EXTRACT START

# Project Shackleton - Data Curation and Deep Learning Inference

In the cells below we prepare data for the Shackleton Dashboard, then run our vehicle (YOLTv5) and road (CRESI) detection algorithms on this data.  We prepare the data and execute deep learning inference in the freely available Amazon SageMaker Studio Lab.


-----
## 1. Create the SageMaker StudioLab environment

    # install yolov5
    # https://github.com/ultralytics/yolov5
    cd /home/studio-lab-user
    conda activate default
    git clone https://github.com/ultralytics/yolov5
    cd yolov5
    pip install -r requirements.txt  # install

    # update with geo packages
    conda install -c conda-forge gdal
    conda install -c conda-forge osmnx
    conda install -c conda-forge osmnx=0.12 
    conda install -c conda-forge scikit-image
    conda install -c conda-forge statsmodels
    conda install -c conda-forge matplotlib
    conda install -c conda-forge ipykernel 
    pip install torchsummary
    pip install utm
    pip install numba
    pip install jinja2==2.10
    pip install geopandas==0.8
    
    # clone shackleton codebase
    git clone https://github.com/avanetten/shackleton.git

    # clone YOLTv5 and CRESI
    cd /home/studio-lab-user/shackleton/src/
    git clone https://github.com/avanetten/cresi.git
    git clone https://github.com/avanetten/yoltv5.git

-----
## 2. Download Data

Since the pre-trained model weights are available, we need not download the SpaceNet training data.  Instead, we will just download the testing data.  For this exercise, we'll explore SpaceNet Area of Interest (AOI) \#10: Dar Es Salaam.  This city was withheld for testing purposes in SpaceNet 5, meaning that the pre-trained model has not been trained on this city whatsoever.  To download the data (25 GB):

In [None]:
test_im_raw_dir = '...'
!aws s3 cp --recursive s3://spacenet-dataset/AOIs/AOI_10_Dar_Es_Salaam/PS-MS/ {test_im_raw_dir}


####  Prepare Test Data

While CRESI is designed to handle images of arbitrary size and extent, for this exercise we will clip the image somewhat to speed processing time and ease visualization. We will also convert the 8-band multispectral 16-bit image to an easier to visualize 8-bit RGB image. 

In [None]:
# Clip the image extent
ulx, uly, lrx, lry = 39.25252, -6.7580, 39.28430, -6.7880  # v0
outname = 'test1_cog_clip.tif'
im_name = [z for z in os.listdir(test_im_raw_dir) if z.endswith('.tif')][0]
print("im_name:", im_name)

EXTRACT END

(TASK ITEM A): From the Project Shackleton page, write out the part between "While CRESI is" and "8-bit RGB image.", inclusive, switching "visualization" to "display".
(TASK ITEM B): Translate this sentence from the Project Shackleton page into Spanish: "This city was withheld for testing purposes in SpaceNet 5, meaning that the pre-trained model has not been trained on this city whatsoever."
(TASK ITEM C): In section 1 of the Project Shackleton page, which packages are installed by name with pip? Include any version numbers given.
The records that come next are separate material, not part of the Project Shackleton page.

RECORD SET START

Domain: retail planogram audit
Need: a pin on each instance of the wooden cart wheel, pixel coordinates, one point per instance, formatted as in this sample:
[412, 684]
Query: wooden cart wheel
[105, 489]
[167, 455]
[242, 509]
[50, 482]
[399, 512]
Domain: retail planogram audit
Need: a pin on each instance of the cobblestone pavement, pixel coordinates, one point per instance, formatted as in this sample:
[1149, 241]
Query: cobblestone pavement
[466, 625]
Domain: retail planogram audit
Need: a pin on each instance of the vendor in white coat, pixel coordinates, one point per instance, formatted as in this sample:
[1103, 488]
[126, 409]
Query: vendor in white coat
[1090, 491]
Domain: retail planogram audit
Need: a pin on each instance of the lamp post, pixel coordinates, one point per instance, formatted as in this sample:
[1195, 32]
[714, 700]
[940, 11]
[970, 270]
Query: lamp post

RECORD SET END

(EXERCISE RESULT A):
While CRESI is designed to handle images of arbitrary size and extent, for this exercise we will clip the image somewhat to speed processing time and ease display. We will also convert the 8-band multispectral 16-bit image to an easier to visualize 8-bit RGB image.

(EXERCISE RESULT B): Esta ciudad se reservó con fines de prueba en SpaceNet 5, lo que significa que el modelo preentrenado no se ha entrenado en absoluto con esta ciudad.

(EXERCISE RESULT C):
torchsummary
utm
numba
jinja2==2.10
geopandas==0.8